__Given problem__:
Reproduce every entry in the listing without alteration.
□ □ □ □
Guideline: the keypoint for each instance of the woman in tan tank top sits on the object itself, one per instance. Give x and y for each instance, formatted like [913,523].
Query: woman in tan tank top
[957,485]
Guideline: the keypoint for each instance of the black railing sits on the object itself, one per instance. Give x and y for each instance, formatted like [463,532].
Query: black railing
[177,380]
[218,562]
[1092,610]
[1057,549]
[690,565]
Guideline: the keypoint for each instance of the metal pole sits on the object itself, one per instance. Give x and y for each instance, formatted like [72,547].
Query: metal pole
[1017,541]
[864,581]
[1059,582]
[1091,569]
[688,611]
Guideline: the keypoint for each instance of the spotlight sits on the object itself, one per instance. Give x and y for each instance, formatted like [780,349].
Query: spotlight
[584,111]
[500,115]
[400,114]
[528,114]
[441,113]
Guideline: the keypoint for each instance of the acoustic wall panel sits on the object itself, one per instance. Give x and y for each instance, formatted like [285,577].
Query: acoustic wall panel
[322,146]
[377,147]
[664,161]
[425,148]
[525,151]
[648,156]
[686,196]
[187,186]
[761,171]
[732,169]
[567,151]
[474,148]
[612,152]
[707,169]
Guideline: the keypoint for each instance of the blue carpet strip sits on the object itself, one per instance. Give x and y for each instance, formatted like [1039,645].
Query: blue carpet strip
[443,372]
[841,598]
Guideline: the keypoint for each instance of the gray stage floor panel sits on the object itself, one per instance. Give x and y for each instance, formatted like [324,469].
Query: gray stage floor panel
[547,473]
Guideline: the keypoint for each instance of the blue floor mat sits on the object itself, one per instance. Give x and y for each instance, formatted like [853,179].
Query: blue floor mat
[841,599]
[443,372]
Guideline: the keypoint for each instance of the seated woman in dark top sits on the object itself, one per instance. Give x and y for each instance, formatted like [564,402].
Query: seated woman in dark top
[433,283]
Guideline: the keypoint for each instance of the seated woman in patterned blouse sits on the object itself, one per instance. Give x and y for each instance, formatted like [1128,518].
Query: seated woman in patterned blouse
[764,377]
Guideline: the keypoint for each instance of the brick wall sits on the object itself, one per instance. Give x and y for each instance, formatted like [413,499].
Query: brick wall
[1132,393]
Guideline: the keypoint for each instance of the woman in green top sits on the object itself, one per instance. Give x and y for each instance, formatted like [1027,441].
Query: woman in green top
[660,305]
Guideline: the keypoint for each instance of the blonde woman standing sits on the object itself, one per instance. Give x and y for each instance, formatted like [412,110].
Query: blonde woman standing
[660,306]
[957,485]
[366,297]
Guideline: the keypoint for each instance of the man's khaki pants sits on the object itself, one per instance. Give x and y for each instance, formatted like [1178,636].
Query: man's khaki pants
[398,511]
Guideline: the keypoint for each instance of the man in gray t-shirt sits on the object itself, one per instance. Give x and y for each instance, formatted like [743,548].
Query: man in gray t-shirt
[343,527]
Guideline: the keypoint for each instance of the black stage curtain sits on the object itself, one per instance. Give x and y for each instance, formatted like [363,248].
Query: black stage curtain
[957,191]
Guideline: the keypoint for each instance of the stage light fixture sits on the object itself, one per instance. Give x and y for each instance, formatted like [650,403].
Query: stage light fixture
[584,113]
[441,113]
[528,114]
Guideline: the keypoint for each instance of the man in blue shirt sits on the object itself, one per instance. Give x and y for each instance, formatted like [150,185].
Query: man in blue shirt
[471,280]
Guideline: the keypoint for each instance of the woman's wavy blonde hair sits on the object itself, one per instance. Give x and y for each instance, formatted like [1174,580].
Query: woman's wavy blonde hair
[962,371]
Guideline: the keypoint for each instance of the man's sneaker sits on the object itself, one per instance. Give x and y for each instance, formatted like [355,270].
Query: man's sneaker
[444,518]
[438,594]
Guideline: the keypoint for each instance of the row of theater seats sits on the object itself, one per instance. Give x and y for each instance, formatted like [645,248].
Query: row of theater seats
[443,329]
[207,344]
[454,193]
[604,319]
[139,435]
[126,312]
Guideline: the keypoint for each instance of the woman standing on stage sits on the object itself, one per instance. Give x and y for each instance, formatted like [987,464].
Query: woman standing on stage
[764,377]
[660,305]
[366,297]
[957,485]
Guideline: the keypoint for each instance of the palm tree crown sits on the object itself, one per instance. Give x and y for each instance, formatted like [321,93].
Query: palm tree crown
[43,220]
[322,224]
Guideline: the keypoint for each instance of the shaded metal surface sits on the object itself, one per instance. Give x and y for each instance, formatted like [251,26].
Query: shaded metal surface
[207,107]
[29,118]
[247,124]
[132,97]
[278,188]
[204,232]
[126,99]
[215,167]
□ □ □ □
__Expected answer__:
Guideline: the keypoint for each instance of the woman in tan tank top sits on the object itself, one per instance. Give x and y for each instance, formatted like [913,523].
Query: woman in tan tank top
[957,485]
Guideline: the keypoint for each instance of the black railing sits on the object itself, one per instance. Give x and y for each instance, formatted like [463,532].
Query: black railing
[177,380]
[218,562]
[1092,610]
[1057,549]
[690,565]
Guideline: the keypoint for each instance of the metal pole sits on the object itself, one per instance. Give x and y for each instance, formatted like [72,547].
Query: metal pole
[1017,541]
[864,581]
[1059,582]
[1091,569]
[688,611]
Guideline: the keypoint for each instance of the spotlight sits on the object itself, one per instance. Give x and y for each instance, formatted like [780,349].
Query: spotlight
[584,111]
[500,115]
[400,114]
[528,114]
[441,113]
Guideline: the keypoint for each instance of the acoustic wall panel sits on the object itself, one per instance. Give x and y for each instance, formatted like [285,577].
Query: acoustic wall panel
[322,146]
[377,147]
[664,161]
[425,148]
[525,151]
[648,156]
[686,196]
[187,186]
[761,171]
[732,169]
[567,151]
[474,148]
[612,152]
[707,169]
Guideline: the keypoint for each instance of the blue carpet strip sits on the object itself, one per instance. Give x and y for each instance, formatted like [1039,645].
Query: blue carpet strip
[443,372]
[841,598]
Guideline: the keypoint for each instance of the gray stage floor panel sits on the object itself, one per instance. Give x and y for each instance, formatted like [324,469].
Query: gray stage floor panel
[547,473]
Guideline: the keypoint for each instance of the blue floor mat sits on the object itself, one per instance. Give x and y for each instance, formatted like [853,179].
Query: blue floor mat
[841,599]
[443,372]
Guideline: the keypoint for each instance of the seated woman in dark top sits on the object itself, one per instance. Give x and y for each instance, formatted like [564,402].
Query: seated woman in dark top
[433,283]
Guideline: the keypoint for each instance of the seated woman in patterned blouse sits on the object itself, one per instance. Give x and y for each instance, formatted like [1128,518].
Query: seated woman in patterned blouse
[764,377]
Guideline: the keypoint for each instance of the brick wall sits on the object itself, one per instance. Give x and y for each instance, formatted like [413,499].
Query: brick wall
[1132,393]
Guideline: the keypoint for each instance of the woman in green top sits on the object itself, one per instance. Give x and y for each instance, formatted like [1027,441].
Query: woman in green top
[660,305]
Guideline: the keypoint for each instance of the blonde woman standing sits on the object itself, one per instance. Give x and y for each instance, formatted like [412,110].
Query: blonde woman standing
[660,306]
[957,485]
[366,297]
Guideline: the keypoint for each instance of the man's khaki pants sits on the object itself, one per instance. Give x and y for each instance, formatted like [1178,636].
Query: man's khaki pants
[398,511]
Guideline: the keypoint for each instance of the man in gray t-shirt sits on the object itself, one per instance. Give x and y for each instance, formatted like [743,548].
Query: man in gray t-shirt
[343,527]
Guideline: the keypoint for each instance of the black stage curtain sits on the object itself, one per instance. Give x and y for each instance, formatted like [363,248].
Query: black stage curtain
[957,191]
Guideline: the keypoint for each instance of the stage light fixture sits on the object itself, one per instance. Give x and y for each instance, formatted like [650,403].
Query: stage light fixture
[584,113]
[441,113]
[528,114]
Guideline: the keypoint for each instance of the man in blue shirt sits on the object itself, one per instance. Give x and y for each instance, formatted like [150,185].
Query: man in blue shirt
[471,280]
Guideline: the keypoint for each instance of the woman's wavy blonde hair sits on the object itself, one per instance. Give x and y for each instance, formatted like [1174,580].
Query: woman's wavy blonde hair
[962,371]
Guideline: the keypoint for each instance of the man's sneaker sits on the object itself, one per instance. Give x and y for each instance, formatted like [355,270].
Query: man's sneaker
[444,518]
[438,594]
Guideline: the keypoint for each instance of the row of theater seats sits on the object itself, one per instance. Give x and y for each instance, formatted like [645,248].
Query: row of theater seats
[443,329]
[207,344]
[454,193]
[604,319]
[139,435]
[126,312]
Guideline: the keypoint for each instance of the woman standing on stage sits on the object itself, one per instance. Give x and y for each instance, formatted like [987,464].
Query: woman standing on stage
[764,377]
[660,305]
[366,297]
[957,485]
Guideline: the keypoint for each instance of the palm tree crown sits on the object itself, one per instance. Give x and y for each instance, formatted like [321,93].
Query: palm tree crown
[43,220]
[322,224]
Guideline: the keypoint for each instance of the shaded metal surface sits on the object itself, one per instance. Give x and y for each instance, formatted like [251,26].
Query: shaded metal surface
[207,107]
[29,118]
[247,124]
[132,97]
[278,188]
[204,232]
[126,99]
[215,167]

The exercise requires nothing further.